Body mass index and risk of perioperative cardiovascular adverse events and mortality in 34,744 Danish patients undergoing hip or knee replacementCatharina Thornqvist, Gunnar H Gislason, Lars Køber, Per Føge Jensen, Christian Torp-Pedersen & Charlotte Andersson
Background and purpose — Obesity is a risk factor for osteoarthritis in the lower limb, yet the cardiovascular risks associated with obesity in hip or knee replacement surgery are unknown. We examined associations between body mass index (BMI) and the risk of a major adverse cardiovascular event (MACE: ischemic stroke, acute myocardial infarction, or cardiovascular death) or the risk of all-cause mortality in a nationwide Danish cohort of patients who underwent primary hip or knee replacement surgery.
Methods — Using Danish nationwide registries, we identified 34,744 patients aged ≥ 20 years who underwent elective primary hip or knee replacement surgery between 2005 and 2011. We used multivariable Cox regression models to calculate the 30-day risks of MACE and mortality associated with 5 BMI groups (underweight (BMI < 18.5 kg/m2), normal weight (18.5–24 kg/m2), overweight (25–29 kg/m2), obese 1 (30–34 kg/m2), and obese 2 (≥ 35 kg/m2)).
+++
Explore the material
A. From the study abstract, copy the part that opens with the words containing "Methods — Using" and closes with "(≥ 35 kg/m2)).".
B. Translate this sentence from the study abstract into Spanish: "Obesity is a risk factor for osteoarthritis in the lower limb, yet the cardiovascular risks associated with obesity in hip or knee replacement surgery are unknown."
C. Answer these questions using the study abstract:
(i) Which three events make up a major adverse cardiovascular event (MACE)?
(ii) Between which years did the patients undergo their surgery?
(iii) What BMI range defines the obese 1 group?
+++
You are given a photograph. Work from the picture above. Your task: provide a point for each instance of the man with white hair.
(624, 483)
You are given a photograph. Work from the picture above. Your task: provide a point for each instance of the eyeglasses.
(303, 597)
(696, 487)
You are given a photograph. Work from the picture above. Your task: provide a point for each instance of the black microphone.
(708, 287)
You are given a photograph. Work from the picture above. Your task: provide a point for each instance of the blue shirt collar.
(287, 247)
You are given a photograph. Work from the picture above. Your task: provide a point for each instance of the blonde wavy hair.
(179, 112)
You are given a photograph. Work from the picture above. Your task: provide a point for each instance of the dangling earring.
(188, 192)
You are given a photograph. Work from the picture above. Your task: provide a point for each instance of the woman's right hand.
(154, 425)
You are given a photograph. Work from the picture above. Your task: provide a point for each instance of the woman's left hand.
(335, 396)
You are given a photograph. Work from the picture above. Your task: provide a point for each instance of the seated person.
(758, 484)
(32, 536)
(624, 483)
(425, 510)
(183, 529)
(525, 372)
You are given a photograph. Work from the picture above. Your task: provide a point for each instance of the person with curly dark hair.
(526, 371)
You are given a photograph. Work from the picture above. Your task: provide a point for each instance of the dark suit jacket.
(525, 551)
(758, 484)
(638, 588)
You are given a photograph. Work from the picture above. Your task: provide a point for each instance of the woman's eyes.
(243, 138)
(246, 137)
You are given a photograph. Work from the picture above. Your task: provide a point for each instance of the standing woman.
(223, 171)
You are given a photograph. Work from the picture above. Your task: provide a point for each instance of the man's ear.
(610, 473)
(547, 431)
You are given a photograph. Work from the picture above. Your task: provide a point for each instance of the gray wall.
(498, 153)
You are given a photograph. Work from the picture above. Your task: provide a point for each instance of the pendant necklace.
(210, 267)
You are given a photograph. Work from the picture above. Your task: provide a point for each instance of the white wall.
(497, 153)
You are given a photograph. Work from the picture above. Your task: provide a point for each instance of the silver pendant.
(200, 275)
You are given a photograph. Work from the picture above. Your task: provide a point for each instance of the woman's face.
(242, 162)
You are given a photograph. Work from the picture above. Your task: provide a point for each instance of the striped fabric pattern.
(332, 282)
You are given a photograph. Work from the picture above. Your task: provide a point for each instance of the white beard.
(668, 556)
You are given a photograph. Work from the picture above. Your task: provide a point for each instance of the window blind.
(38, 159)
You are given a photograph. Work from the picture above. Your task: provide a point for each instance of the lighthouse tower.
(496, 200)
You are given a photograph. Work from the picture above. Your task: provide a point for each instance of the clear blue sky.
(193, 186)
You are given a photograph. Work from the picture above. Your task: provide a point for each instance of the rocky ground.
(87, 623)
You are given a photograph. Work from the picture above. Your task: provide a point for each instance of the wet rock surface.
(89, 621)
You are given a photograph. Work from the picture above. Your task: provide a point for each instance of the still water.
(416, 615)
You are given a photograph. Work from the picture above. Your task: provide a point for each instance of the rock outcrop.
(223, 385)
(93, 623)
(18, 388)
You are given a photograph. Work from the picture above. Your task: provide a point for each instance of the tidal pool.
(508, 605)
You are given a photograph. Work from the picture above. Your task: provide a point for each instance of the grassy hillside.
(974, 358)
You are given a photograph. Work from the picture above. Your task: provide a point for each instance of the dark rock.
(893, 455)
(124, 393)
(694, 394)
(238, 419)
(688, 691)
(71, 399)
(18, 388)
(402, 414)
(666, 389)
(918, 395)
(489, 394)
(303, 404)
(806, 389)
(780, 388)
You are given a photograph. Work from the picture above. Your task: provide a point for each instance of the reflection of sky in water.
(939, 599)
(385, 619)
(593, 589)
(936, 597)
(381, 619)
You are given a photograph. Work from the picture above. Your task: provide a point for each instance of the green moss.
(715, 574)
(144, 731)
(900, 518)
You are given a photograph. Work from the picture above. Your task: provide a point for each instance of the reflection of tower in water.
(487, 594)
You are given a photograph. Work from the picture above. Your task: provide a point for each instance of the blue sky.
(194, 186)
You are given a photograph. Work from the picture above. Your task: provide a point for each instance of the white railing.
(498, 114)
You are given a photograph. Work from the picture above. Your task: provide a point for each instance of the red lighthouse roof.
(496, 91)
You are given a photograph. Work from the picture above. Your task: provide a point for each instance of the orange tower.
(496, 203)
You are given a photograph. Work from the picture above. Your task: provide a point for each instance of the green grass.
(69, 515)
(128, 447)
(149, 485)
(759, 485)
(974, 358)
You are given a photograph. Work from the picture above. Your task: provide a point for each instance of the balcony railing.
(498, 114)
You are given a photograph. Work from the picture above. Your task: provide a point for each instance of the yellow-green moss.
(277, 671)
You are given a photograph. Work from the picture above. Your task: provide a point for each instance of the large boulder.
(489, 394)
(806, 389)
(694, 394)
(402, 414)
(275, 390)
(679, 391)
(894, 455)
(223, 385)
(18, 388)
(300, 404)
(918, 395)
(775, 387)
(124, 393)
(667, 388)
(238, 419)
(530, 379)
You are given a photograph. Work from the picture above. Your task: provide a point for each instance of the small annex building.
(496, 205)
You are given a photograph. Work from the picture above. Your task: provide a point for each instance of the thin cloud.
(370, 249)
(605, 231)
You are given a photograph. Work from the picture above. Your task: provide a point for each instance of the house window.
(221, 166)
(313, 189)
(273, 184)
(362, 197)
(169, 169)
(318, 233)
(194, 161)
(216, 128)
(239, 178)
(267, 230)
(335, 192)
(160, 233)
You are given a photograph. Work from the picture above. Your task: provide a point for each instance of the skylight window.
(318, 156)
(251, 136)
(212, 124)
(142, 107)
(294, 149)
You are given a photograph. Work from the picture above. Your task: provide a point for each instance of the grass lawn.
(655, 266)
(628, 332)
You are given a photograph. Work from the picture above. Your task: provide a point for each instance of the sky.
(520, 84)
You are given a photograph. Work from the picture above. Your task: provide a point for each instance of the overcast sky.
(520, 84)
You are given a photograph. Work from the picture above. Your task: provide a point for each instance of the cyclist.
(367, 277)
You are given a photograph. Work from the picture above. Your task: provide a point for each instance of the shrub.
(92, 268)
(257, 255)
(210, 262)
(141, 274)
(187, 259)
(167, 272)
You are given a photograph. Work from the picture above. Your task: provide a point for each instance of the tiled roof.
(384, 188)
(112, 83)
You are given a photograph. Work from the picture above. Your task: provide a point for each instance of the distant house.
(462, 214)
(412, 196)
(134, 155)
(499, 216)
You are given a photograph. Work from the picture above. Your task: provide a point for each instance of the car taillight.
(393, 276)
+++
Answers to the exercise
A.
Methods — Using Danish nationwide registries, we identified 34,744 patients aged ≥ 20 years who underwent elective primary hip or knee replacement surgery between 2005 and 2011. We used multivariable Cox regression models to calculate the 30-day risks of MACE and mortality associated with 5 BMI groups (underweight (BMI < 18.5 kg/m2), normal weight (18.5–24 kg/m2), overweight (25–29 kg/m2), obese 1 (30–34 kg/m2), and obese 2 (≥ 35 kg/m2)).

B. La obesidad es un factor de riesgo de artrosis en el miembro inferior, pero se desconocen los riesgos cardiovasculares asociados con la obesidad en la cirugía de reemplazo de cadera o de rodilla.

C.
(i) Ischemic stroke, acute myocardial infarction, or cardiovascular death
(ii) Between 2005 and 2011
(iii) 30–34 kg/m2